▶ **Directions**:
Rewrite the listing from the line with "Reviewer check: each instance of the mulch" up to and including its last line, requests included, and nothing else. Multiply every x and y coordinate in the answers by 0.5 and round to whole numbers, rounding halves up.

▶ **Input material**:

******

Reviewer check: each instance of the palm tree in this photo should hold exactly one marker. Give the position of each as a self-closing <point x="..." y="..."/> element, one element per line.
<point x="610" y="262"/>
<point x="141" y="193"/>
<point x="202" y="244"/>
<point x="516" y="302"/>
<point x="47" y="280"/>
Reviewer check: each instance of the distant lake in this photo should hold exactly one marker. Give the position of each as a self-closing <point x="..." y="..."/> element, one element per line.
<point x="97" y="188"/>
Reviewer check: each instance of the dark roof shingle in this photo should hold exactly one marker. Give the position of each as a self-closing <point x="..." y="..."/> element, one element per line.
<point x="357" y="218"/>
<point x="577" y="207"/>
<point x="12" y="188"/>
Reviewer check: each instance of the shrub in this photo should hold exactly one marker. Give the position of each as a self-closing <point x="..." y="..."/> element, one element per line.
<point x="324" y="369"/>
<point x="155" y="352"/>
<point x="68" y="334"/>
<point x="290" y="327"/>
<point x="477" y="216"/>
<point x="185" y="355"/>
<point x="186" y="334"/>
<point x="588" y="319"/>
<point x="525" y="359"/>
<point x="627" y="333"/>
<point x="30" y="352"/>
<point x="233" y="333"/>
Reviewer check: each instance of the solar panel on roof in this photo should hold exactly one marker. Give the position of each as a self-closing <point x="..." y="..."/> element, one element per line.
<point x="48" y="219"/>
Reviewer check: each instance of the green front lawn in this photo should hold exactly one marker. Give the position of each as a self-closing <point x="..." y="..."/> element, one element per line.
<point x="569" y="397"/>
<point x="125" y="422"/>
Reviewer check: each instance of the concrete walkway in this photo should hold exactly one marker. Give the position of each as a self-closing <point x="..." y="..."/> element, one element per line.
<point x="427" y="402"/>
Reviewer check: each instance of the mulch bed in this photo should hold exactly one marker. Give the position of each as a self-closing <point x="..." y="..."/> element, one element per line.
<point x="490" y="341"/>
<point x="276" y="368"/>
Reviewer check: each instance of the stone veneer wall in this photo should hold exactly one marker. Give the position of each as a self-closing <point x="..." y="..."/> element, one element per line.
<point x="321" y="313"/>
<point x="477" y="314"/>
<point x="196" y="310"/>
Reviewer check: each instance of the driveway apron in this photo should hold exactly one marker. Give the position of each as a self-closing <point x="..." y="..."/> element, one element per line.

******

▶ **Response**:
Reviewer check: each instance of the mulch bed in this photo should hold exactly one marker. Give the position of each as a self-closing <point x="..." y="..."/> element, one element per line.
<point x="245" y="171"/>
<point x="138" y="184"/>
Reviewer check: each instance of the stone veneer wall in this photo should hold exactly one marker. Give the position of each as a self-closing <point x="..." y="..."/> element, one element per line.
<point x="161" y="157"/>
<point x="239" y="157"/>
<point x="98" y="155"/>
Reviewer check: each instance of the driveway apron in this photo should hold exactly one marker. Give the position of each as a self-closing <point x="..." y="..."/> element, one element per line.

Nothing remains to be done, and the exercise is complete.